• **Problem 1**
Could you rewrite the part of the records that opens with the line containing "outline white belly, every instance" and runs through the end of the records, swapping "white" for "pale" and leaving everything else unchanged? Leave the pictures out of your answer.

--------------------------------

In [1]:
import pandas as pd
import datetime
import numpy as np

## Loading Production Data from 1987 to 2008

The production data from these years follows the same file format.

We can therefore import using the same format and put the dataframes into a dictionary.

In 1990 we manually fix well API No: 21451, DUCKETT "A" and set it's well number to 1 as unspecified.
Same in 1991.

In [2]:
dates_cols_oil = ["OIL."+str(i) for i in range(0, 12, 1)]
dates_cols_gas = ["GAS."+str(i)  for i in range(0, 12, 1)]
dates_cols = dates_cols_oil + dates_cols_gas
headers_old_2003 = ['API_COUNTY', 'API_NUMBER', 'SUFFIX', 'WELL_NAME','WELL_NO', '  OPER_NO', 'OPER_SUFFIX',
       'OPERATOR', 'ME', 'SECTION', 'TWP','RAN', 'Q4', 'Q3', 'Q2', 'Q1', 'LATITUDE', 'LONGITUDE', 'OTC_COUNTY',
           'OTC_LEASE_NO', 'OTC_SUB_NO', 'OTC_MERGE', 'POOL_NO', 'CODE','FORMATION', 'OFB', 'ALLOWABLE_CLASS',
       'ALLOWABLE_TYPE', ' PURCH_NO',
       'PURCHASER', 'PURCH_SUFFIX', 'OFB.1',
       'YEAR', 'JAN', 'OIL.0', 'GAS.0', 'FEB',
       'OIL.1', 'GAS.1', 'MAR', 'OIL.2', 'GAS.2',
       'APR', 'OIL.3', 'GAS.3', 'MAY', 'OIL.4',
       'GAS.4', 'JUN', 'OIL.5', 'GAS.5', 'JUL',
       'OIL.6', 'GAS.6', 'AUG', 'OIL.7', 'GAS.7',
       'SEP', 'OIL.8', 'GAS.8', 'OCT', 'OIL.9',
       'GAS.9', 'NOV', 'OIL.10', 'GAS.10', 'DEC',
       'OIL.11', 'GAS.11']
headers_new_2004 = ['API_COUNTY', 'API_NUMBER', 'S', 'WELL_NAME','WELL_NO', '  OPER_NO',
       'OPERATOR', 'ME', 'SECTION', 'TWP','RAN', 'Q4', 'Q3', 'Q2', 'Q1', 'LATITUDE', 'LONGITUDE', 'OTC_COUNTY',
           'OTC_LEASE_NO', 'OTC_SUB_NO', 'OTC_MERGE', 'POOL_NO', 'CODE','FORMATION','ALLOWABLE_CLASS',
       'ALLOWABLE_TYPE', ' PURCH_NO',
       'PURCHASER', 'OFB.1',
       'YEAR', 'JAN', 'OIL.0', 'GAS.0', 'FEB',
       'OIL.1', 'GAS.1', 'MAR', 'OIL.2', 'GAS.2',
       'APR', 'OIL.3', 'GAS.3', 'MAY', 'OIL.4',
       'GAS.4', 'JUN', 'OIL.5', 'GAS.5', 'JUL',
       'OIL.6', 'GAS.6', 'AUG', 'OIL.7', 'GAS.7',
       'SEP', 'OIL.8', 'GAS.8', 'OCT', 'OIL.9',
       'GAS.9', 'NOV', 'OIL.10', 'GAS.10', 'DEC',
       'OIL.11', 'GAS.11']
df_in = None
production_data = {}
for i in range(1987, 2016, 1):
    dates_oil = [ "OIL_"+str(datetime.date(i, j+1, 1)) for j in range(0, 12, 1)]
    dates_gas = [ "GAS_"+str(datetime.date(i, j+1, 1)) for j in range(0, 12, 1)]
    renamed_oil = {old: new for old, new in zip(dates_cols_oil, dates_oil)}
    renamed_gas = {old: new for old, new in zip(dates_cols_gas, dates_gas)}
    renamed_cols = {**renamed_oil, **renamed_gas}
    #print(renamed_cols)

--------------------------------

• **Problem 2**
Can you reproduce, word for word, the part of the production data notebook that opens with the words containing "## Loading Production" and closes with "1 as unspecified."?

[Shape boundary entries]
--------------------------------

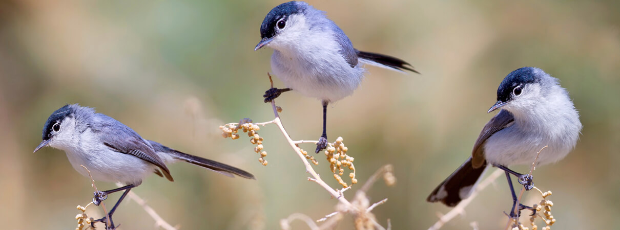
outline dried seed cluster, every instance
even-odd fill
[[[239,123],[229,123],[219,126],[219,129],[222,130],[222,136],[224,138],[230,137],[232,140],[239,138],[239,135],[237,134],[237,132],[240,129],[243,132],[247,133],[247,136],[250,137],[250,143],[256,145],[254,151],[260,155],[259,162],[267,166],[267,161],[265,160],[265,157],[267,156],[267,152],[263,151],[263,138],[256,132],[260,129],[259,126],[252,123],[249,118],[244,118]]]
[[[383,180],[388,186],[394,186],[396,184],[396,177],[394,176],[394,166],[391,164],[386,168],[386,172],[383,174]]]
[[[91,202],[91,203],[92,203]],[[76,219],[78,220],[78,227],[76,228],[76,230],[82,230],[84,229],[84,227],[91,226],[92,219],[89,218],[88,215],[86,213],[86,208],[88,207],[88,205],[90,205],[91,203],[89,203],[86,207],[78,205],[78,210],[81,211],[82,213],[78,214],[76,216]]]
[[[298,145],[297,147],[299,148],[299,146]],[[312,161],[312,164],[314,164],[314,165],[319,165],[319,163],[317,162],[317,161],[316,160],[314,160],[314,157],[312,156],[309,155],[308,151],[306,151],[306,150],[304,150],[301,148],[299,148],[299,151],[301,152],[301,154],[304,155],[304,156],[306,156],[306,159],[309,160],[311,161]]]
[[[353,171],[349,173],[351,184],[357,183],[357,179],[355,179],[355,167],[353,165],[355,159],[347,155],[347,147],[342,143],[342,137],[339,137],[336,142],[330,143],[325,150],[325,155],[327,157],[327,161],[329,161],[329,168],[332,169],[332,172],[334,172],[334,178],[345,188],[348,187],[348,185],[340,177],[340,176],[345,172],[345,169],[343,168],[344,167],[348,168],[349,170]]]
[[[533,208],[536,209],[538,214],[536,216],[529,218],[529,224],[532,226],[532,230],[538,230],[538,226],[536,225],[535,222],[536,217],[540,217],[541,219],[544,220],[545,223],[545,226],[542,227],[541,230],[550,230],[551,229],[551,226],[556,223],[556,219],[553,218],[553,215],[551,214],[551,207],[553,206],[553,202],[547,200],[547,197],[551,195],[552,192],[551,191],[542,192],[538,188],[536,187],[534,187],[534,188],[536,189],[541,193],[541,195],[542,196],[542,200],[539,203],[534,205]],[[540,215],[541,211],[542,212],[542,215]],[[529,230],[529,228],[520,224],[518,226],[513,226],[513,230]]]

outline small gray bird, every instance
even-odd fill
[[[487,113],[502,108],[484,127],[474,144],[472,156],[446,179],[427,198],[453,207],[469,196],[487,165],[505,171],[512,192],[513,213],[516,195],[513,174],[527,190],[532,178],[507,168],[531,164],[542,147],[538,165],[555,163],[575,148],[582,124],[569,93],[557,79],[542,70],[523,67],[513,71],[497,88],[497,102]],[[519,209],[531,208],[518,204]]]
[[[273,49],[272,69],[286,86],[265,92],[265,102],[294,90],[322,103],[323,134],[316,153],[327,145],[327,104],[353,93],[366,72],[364,64],[418,73],[398,58],[355,49],[324,12],[304,2],[283,3],[272,9],[260,25],[260,37],[254,50],[265,46]]]
[[[88,172],[81,165],[91,171],[95,180],[126,184],[118,189],[97,191],[92,199],[99,205],[107,194],[125,190],[108,213],[110,221],[104,217],[93,223],[104,222],[107,228],[112,229],[112,214],[130,190],[140,185],[144,177],[154,172],[174,181],[166,164],[186,161],[228,176],[254,179],[254,175],[242,169],[145,140],[123,123],[78,104],[63,106],[48,118],[43,128],[43,142],[34,151],[48,145],[64,150],[73,168],[84,176],[87,177]]]

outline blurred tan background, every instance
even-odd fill
[[[293,213],[314,219],[331,213],[336,201],[306,180],[275,126],[259,132],[267,166],[257,161],[246,137],[223,139],[218,129],[243,117],[273,118],[261,96],[268,88],[272,51],[253,48],[265,15],[280,3],[0,2],[2,228],[75,228],[75,207],[92,198],[89,179],[74,171],[61,151],[32,153],[48,116],[75,103],[96,108],[146,138],[256,176],[255,181],[231,179],[179,163],[169,166],[174,183],[148,177],[133,190],[173,225],[273,229]],[[344,137],[361,182],[381,166],[394,165],[396,186],[378,183],[369,192],[373,202],[389,198],[374,211],[382,224],[389,218],[394,229],[426,229],[436,212],[450,210],[426,202],[427,195],[470,154],[493,116],[485,112],[503,77],[536,66],[560,79],[584,127],[575,151],[534,171],[536,185],[554,192],[554,228],[620,226],[620,2],[309,3],[327,11],[358,49],[401,58],[423,74],[370,67],[353,95],[329,109],[329,140]],[[277,80],[275,85],[283,86]],[[293,139],[317,137],[318,101],[288,93],[277,102]],[[335,186],[324,156],[317,158],[317,170]],[[508,192],[500,177],[445,229],[469,229],[473,221],[480,229],[503,228]],[[525,203],[538,200],[534,195]],[[118,196],[110,196],[108,207]],[[124,202],[114,216],[123,229],[154,228],[133,202]],[[345,219],[337,228],[351,229],[351,223]],[[308,228],[301,222],[293,227]]]

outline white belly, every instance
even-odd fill
[[[556,163],[566,156],[574,146],[539,133],[526,133],[517,129],[515,126],[507,127],[487,140],[484,155],[488,163],[506,166],[531,165],[536,153],[546,145],[548,147],[541,151],[537,165]]]
[[[278,51],[274,51],[271,61],[272,70],[286,87],[306,96],[332,102],[353,94],[366,72],[361,65],[352,67],[340,56],[326,60],[291,58]]]
[[[100,150],[65,152],[74,169],[88,177],[88,172],[81,165],[86,166],[95,181],[137,185],[156,167],[133,155],[110,150],[105,146],[97,148]]]

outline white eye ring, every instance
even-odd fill
[[[58,132],[60,130],[60,124],[56,122],[54,126],[51,127],[51,130],[54,132]]]
[[[515,89],[512,90],[512,93],[513,93],[516,96],[518,96],[519,95],[521,94],[522,92],[523,92],[523,88],[521,88],[521,86],[518,86],[516,87],[515,87]]]
[[[275,28],[278,30],[283,30],[286,27],[286,19],[281,18],[275,23]]]

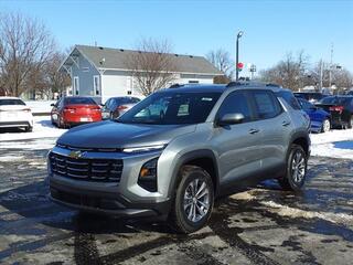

--------------------------------

• **Written response 1**
outline pale belly, every instance
even-odd fill
[[[556,163],[566,156],[574,146],[539,133],[526,133],[517,129],[515,126],[507,127],[487,140],[484,155],[488,163],[506,166],[531,165],[536,153],[546,145],[548,147],[541,151],[537,165]]]
[[[278,51],[274,51],[271,61],[272,70],[286,87],[306,96],[332,102],[353,94],[366,72],[361,65],[352,67],[340,56],[326,60],[291,58]]]
[[[100,150],[65,152],[74,169],[88,177],[88,172],[81,165],[86,166],[95,181],[137,185],[156,167],[133,155],[110,150],[105,146],[97,148]]]

outline pale eye ring, every instance
even-odd fill
[[[58,132],[60,130],[60,124],[56,122],[54,126],[51,127],[51,130],[54,132]]]
[[[515,89],[512,90],[512,93],[513,93],[516,96],[518,96],[519,95],[521,94],[522,92],[523,92],[523,88],[521,88],[521,86],[518,86],[516,87],[515,87]]]
[[[275,28],[278,30],[283,30],[286,27],[286,19],[281,18],[275,23]]]

• **Written response 2**
## Loading Production Data from 1987 to 2008

The production data from these years follows the same file format.

We can therefore import using the same format and put the dataframes into a dictionary.

In 1990 we manually fix well API No: 21451, DUCKETT "A" and set it's well number to 1 as unspecified.